Problem statement =
Copy the data exactly from the line that contains "Mark one point on every instance of the bird's head" through the line that contains "Mark one point on every instance of the long", keeping both end lines and leaving out everything else.

<<<<

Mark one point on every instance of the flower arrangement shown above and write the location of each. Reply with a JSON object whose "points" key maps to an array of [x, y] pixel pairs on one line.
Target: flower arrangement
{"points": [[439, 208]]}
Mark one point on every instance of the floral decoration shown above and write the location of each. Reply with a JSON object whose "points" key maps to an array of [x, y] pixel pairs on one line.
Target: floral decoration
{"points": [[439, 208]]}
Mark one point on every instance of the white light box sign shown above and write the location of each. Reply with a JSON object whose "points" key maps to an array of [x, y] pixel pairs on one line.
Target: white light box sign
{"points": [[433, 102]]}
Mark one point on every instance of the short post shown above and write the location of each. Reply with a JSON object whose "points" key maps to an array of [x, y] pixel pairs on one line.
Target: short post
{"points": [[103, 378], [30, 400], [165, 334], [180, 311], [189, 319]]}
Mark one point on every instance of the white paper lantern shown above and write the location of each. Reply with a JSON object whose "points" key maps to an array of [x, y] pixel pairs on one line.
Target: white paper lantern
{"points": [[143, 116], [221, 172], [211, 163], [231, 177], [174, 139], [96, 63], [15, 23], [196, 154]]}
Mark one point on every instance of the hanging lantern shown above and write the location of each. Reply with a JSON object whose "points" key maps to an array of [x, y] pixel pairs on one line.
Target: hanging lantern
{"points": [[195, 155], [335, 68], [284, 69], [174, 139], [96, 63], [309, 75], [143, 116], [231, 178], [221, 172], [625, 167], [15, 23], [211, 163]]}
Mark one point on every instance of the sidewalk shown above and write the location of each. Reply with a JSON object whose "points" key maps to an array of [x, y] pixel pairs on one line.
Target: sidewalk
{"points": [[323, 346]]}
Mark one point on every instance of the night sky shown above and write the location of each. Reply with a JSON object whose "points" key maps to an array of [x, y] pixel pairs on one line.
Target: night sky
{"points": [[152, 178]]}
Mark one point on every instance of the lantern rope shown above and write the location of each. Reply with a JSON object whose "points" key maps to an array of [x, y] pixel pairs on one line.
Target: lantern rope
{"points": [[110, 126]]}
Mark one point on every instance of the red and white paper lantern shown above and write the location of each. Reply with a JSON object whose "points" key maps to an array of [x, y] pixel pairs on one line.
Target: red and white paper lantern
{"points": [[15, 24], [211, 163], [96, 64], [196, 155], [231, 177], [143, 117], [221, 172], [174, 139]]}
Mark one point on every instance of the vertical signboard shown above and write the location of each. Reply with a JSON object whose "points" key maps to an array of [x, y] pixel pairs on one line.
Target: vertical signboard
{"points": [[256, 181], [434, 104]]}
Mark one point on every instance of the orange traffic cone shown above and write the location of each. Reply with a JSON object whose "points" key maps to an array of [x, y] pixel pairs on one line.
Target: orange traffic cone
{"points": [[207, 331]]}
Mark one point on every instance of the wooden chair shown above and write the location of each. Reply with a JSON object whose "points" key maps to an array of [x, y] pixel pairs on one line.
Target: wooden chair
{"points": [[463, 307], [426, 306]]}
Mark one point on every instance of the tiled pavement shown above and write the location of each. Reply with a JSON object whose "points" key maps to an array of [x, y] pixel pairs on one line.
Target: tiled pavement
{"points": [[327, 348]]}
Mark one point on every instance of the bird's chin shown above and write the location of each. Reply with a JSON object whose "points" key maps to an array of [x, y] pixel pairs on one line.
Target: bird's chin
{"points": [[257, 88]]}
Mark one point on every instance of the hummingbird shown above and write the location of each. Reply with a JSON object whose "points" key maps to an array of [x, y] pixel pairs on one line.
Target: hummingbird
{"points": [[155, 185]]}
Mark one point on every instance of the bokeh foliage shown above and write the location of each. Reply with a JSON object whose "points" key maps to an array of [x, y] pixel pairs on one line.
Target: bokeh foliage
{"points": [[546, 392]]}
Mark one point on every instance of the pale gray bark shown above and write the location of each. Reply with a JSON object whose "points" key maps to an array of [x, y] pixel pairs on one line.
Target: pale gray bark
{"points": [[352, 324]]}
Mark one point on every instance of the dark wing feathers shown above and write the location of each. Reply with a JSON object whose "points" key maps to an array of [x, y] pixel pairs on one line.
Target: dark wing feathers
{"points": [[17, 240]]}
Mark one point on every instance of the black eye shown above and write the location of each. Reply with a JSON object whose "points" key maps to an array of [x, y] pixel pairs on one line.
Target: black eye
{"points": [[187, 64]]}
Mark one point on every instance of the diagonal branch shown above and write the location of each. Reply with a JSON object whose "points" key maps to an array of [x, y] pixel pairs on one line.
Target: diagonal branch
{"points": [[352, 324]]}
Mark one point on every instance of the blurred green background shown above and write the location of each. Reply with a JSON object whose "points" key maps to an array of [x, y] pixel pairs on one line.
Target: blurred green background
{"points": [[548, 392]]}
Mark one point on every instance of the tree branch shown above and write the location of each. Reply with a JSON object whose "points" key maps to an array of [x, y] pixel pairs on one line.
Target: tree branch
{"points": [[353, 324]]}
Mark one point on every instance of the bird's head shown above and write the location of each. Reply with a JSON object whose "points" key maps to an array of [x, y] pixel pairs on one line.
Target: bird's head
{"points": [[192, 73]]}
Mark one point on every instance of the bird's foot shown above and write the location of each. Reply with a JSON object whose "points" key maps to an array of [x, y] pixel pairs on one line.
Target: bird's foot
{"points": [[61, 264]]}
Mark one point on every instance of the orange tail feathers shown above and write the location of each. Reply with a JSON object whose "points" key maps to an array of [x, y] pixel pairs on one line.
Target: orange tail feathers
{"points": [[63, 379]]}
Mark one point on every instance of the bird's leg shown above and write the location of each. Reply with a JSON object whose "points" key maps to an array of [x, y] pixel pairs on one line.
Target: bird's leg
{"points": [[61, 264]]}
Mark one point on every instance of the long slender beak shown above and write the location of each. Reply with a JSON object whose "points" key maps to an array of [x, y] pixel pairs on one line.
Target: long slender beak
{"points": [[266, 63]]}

>>>>

Answer space =
Mark one point on every instance of the bird's head shown above and write the location of each. Reply with a JSON object whose "points" key maps to an array of [x, y] pixel pairs on one line.
Target: bird's head
{"points": [[192, 73]]}
Mark one point on every instance of the bird's foot shown above and write the location of each. Reply with a JSON object whose "points" key maps to an array of [x, y] pixel pairs on one line.
Target: bird's foot
{"points": [[61, 264]]}
Mark one point on every instance of the orange tail feathers shown above and write the location of each. Reply with a JSON object whose "points" key maps to an array of [x, y] pixel pairs on one line.
Target: orange tail feathers
{"points": [[63, 379]]}
Mark one point on every instance of the bird's leg shown above and write the location of each. Reply with a JSON object whose "points" key maps to an array of [x, y] pixel pairs on one line.
Target: bird's leg
{"points": [[61, 264]]}
Mark one point on every instance of the long slender beak shown above and write the location of each. Reply with a JSON object whose "points" key maps to an array of [x, y] pixel pairs on one line.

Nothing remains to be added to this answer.